Reproduce the data unchanged from the line with "Thank you for the photo. Could you indicate the street" up to and including the line with "<point>213,194</point>".

- Records from a data collection:
--- BEGIN ---

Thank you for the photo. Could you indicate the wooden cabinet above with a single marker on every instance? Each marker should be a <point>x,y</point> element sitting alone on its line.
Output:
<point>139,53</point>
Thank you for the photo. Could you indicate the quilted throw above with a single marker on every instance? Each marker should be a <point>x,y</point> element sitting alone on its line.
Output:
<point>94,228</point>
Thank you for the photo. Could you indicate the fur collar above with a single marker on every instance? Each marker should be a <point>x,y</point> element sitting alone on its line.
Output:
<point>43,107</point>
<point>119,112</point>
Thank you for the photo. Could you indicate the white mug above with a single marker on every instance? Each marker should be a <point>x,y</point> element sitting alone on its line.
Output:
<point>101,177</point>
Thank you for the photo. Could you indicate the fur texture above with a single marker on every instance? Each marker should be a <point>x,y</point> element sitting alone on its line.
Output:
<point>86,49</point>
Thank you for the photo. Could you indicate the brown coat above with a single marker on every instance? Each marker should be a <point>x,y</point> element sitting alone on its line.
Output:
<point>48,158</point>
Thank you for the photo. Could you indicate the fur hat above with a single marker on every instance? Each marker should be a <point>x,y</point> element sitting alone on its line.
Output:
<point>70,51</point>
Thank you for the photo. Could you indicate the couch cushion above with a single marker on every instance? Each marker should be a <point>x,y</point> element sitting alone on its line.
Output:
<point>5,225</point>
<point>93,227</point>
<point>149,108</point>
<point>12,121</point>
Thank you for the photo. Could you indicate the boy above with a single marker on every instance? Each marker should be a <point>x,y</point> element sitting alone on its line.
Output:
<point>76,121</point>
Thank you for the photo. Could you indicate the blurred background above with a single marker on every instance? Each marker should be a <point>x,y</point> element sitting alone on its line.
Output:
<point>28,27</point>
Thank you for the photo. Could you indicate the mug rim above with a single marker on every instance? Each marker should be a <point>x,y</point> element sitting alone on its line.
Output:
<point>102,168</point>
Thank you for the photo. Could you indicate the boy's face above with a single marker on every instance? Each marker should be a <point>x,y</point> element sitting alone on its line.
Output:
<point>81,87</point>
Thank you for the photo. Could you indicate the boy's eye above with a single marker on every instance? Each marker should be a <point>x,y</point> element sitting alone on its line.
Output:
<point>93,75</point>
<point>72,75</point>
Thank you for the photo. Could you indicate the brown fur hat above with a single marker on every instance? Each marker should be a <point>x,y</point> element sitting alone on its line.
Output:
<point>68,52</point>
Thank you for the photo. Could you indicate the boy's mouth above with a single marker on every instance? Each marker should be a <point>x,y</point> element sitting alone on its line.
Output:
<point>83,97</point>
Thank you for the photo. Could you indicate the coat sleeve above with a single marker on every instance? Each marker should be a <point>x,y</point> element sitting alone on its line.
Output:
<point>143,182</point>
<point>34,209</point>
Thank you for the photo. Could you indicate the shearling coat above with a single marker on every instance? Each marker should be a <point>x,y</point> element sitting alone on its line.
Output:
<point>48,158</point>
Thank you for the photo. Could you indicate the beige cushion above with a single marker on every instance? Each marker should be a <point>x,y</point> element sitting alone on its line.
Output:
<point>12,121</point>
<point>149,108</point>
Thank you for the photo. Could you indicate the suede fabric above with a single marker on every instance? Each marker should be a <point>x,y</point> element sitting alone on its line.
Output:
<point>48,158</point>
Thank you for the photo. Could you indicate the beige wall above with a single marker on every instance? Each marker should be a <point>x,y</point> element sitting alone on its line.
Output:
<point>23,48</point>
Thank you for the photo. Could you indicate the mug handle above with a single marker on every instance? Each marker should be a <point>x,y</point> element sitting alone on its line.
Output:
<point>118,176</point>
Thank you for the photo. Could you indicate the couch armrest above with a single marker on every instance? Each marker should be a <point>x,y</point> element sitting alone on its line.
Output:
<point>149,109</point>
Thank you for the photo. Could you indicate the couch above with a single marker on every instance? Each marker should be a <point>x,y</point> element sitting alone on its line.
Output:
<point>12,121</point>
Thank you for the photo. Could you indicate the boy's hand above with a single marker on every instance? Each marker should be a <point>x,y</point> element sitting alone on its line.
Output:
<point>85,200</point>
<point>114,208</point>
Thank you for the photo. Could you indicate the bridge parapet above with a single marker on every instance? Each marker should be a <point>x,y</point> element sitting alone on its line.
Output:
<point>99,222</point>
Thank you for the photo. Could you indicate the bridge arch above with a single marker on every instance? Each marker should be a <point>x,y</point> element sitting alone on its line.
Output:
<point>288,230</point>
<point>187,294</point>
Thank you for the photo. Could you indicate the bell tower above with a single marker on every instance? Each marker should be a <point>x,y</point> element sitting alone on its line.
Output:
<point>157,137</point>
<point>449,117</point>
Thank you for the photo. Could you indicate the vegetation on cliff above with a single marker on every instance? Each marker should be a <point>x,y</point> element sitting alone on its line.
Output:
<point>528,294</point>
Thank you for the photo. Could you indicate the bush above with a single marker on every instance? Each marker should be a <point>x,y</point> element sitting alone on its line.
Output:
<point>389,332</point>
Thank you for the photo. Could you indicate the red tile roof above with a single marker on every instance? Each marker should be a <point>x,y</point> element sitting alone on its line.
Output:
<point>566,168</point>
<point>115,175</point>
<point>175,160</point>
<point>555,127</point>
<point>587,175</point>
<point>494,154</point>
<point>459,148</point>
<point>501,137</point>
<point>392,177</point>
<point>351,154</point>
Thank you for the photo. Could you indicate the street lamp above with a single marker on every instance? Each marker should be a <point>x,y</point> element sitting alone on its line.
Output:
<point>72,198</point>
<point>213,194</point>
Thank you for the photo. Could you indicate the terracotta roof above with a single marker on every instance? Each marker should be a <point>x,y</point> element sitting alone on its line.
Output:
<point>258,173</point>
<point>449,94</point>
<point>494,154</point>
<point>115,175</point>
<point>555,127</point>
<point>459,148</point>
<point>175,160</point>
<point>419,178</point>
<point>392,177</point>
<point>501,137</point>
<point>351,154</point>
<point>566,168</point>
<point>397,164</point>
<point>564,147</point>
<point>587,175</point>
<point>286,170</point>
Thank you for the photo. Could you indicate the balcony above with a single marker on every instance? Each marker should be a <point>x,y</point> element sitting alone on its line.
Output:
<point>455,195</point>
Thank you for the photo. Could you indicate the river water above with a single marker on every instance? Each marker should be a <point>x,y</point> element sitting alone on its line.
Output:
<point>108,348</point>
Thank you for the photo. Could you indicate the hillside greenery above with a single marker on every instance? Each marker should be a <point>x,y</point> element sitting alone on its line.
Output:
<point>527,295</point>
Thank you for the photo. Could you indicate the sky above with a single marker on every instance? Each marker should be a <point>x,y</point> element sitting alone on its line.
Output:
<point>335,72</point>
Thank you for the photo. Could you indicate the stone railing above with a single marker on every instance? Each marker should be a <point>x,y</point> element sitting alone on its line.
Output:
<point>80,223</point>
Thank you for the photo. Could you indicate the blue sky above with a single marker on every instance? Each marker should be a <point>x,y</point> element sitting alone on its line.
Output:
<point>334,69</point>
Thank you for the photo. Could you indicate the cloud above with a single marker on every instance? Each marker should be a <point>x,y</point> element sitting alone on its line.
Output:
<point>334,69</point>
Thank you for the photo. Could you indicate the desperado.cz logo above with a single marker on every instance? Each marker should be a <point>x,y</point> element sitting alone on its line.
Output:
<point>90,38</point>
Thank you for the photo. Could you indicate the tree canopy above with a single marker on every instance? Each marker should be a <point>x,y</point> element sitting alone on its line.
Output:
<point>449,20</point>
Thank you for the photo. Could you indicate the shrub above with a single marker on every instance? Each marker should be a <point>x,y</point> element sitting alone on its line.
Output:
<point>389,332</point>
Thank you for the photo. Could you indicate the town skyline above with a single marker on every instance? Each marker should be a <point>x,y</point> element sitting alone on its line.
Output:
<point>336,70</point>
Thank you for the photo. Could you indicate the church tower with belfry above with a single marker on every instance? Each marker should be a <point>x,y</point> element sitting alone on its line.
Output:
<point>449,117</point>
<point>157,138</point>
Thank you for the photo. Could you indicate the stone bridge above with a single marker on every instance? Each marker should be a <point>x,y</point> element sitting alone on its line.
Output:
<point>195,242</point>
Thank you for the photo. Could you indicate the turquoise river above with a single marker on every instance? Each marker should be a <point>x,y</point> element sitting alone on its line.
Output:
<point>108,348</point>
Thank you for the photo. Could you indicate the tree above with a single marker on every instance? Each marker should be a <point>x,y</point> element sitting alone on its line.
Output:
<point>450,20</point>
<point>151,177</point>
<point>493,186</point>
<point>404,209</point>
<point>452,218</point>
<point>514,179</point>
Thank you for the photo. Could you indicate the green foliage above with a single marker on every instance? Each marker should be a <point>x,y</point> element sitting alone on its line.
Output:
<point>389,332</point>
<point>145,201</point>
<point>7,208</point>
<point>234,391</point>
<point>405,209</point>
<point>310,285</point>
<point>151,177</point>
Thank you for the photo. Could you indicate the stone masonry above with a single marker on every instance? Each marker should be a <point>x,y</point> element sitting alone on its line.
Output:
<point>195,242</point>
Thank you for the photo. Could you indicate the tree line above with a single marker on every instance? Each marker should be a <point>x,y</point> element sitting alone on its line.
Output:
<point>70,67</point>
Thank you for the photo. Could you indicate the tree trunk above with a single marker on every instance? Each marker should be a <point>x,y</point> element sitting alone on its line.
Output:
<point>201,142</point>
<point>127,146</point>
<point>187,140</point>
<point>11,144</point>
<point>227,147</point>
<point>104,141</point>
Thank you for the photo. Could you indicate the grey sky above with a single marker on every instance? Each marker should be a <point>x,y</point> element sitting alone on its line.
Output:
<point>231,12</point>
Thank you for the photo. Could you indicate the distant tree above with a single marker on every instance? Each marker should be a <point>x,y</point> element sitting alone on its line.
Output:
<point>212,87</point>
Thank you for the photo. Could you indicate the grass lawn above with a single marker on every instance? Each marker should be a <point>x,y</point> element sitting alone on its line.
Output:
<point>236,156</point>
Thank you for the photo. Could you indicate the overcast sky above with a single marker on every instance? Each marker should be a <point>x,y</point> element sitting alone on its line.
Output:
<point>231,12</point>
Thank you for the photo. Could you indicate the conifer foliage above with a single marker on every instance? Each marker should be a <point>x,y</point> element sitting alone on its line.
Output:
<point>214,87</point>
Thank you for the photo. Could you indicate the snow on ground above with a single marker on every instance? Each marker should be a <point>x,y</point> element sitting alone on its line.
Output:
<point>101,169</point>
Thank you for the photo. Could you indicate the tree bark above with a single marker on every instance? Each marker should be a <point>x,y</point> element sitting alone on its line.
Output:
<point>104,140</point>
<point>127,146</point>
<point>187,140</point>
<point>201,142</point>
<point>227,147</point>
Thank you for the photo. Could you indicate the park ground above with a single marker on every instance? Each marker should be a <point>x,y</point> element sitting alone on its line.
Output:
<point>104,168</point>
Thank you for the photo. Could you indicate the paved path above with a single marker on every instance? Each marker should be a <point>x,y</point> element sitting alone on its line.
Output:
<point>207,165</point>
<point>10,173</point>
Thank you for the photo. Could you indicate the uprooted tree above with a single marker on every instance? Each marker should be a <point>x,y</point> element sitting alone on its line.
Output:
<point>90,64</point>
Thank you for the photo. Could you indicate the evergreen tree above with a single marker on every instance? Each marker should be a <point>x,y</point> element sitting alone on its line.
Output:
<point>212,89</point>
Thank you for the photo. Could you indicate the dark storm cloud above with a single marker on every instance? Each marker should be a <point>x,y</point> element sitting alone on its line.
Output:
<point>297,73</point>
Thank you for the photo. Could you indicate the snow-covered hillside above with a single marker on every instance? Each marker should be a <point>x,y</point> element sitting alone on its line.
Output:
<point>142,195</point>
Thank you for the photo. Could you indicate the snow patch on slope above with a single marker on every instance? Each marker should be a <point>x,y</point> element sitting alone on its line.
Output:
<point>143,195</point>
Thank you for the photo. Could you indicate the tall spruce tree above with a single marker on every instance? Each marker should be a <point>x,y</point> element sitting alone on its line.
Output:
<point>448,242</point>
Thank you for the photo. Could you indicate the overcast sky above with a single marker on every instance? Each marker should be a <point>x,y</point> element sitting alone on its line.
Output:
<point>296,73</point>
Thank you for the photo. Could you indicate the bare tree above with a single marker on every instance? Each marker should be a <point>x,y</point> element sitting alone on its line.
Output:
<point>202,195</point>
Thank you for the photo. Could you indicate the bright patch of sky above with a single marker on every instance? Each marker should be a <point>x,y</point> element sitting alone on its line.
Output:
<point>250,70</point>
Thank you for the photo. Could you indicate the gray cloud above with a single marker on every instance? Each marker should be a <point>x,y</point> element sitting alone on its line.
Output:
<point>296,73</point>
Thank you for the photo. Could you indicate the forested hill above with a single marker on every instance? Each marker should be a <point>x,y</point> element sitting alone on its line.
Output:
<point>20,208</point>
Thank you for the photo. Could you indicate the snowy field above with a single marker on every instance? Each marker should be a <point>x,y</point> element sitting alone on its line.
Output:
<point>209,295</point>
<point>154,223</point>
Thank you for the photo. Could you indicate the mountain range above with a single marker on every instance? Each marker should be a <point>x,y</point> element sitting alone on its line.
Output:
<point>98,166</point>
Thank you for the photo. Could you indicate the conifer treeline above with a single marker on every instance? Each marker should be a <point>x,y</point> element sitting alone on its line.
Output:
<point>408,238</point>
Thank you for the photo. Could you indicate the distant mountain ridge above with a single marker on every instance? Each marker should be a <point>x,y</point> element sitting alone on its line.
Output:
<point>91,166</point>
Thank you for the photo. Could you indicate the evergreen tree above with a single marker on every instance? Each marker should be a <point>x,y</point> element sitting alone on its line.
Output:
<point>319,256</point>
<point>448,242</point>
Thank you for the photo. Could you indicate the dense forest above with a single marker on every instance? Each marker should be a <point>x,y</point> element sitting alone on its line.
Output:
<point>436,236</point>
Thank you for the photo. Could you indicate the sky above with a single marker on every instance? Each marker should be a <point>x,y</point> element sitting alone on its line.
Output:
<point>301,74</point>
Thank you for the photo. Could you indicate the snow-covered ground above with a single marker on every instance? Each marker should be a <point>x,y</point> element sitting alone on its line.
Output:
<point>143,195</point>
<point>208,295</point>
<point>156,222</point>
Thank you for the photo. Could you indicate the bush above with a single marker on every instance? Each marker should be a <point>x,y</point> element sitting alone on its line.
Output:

--- END ---

- RESULT:
Thank you for the photo. Could you indicate the street lamp above with a single marker on every instance? Each marker should be a <point>x,y</point> element sitting alone on its line.
Output:
<point>72,198</point>
<point>213,194</point>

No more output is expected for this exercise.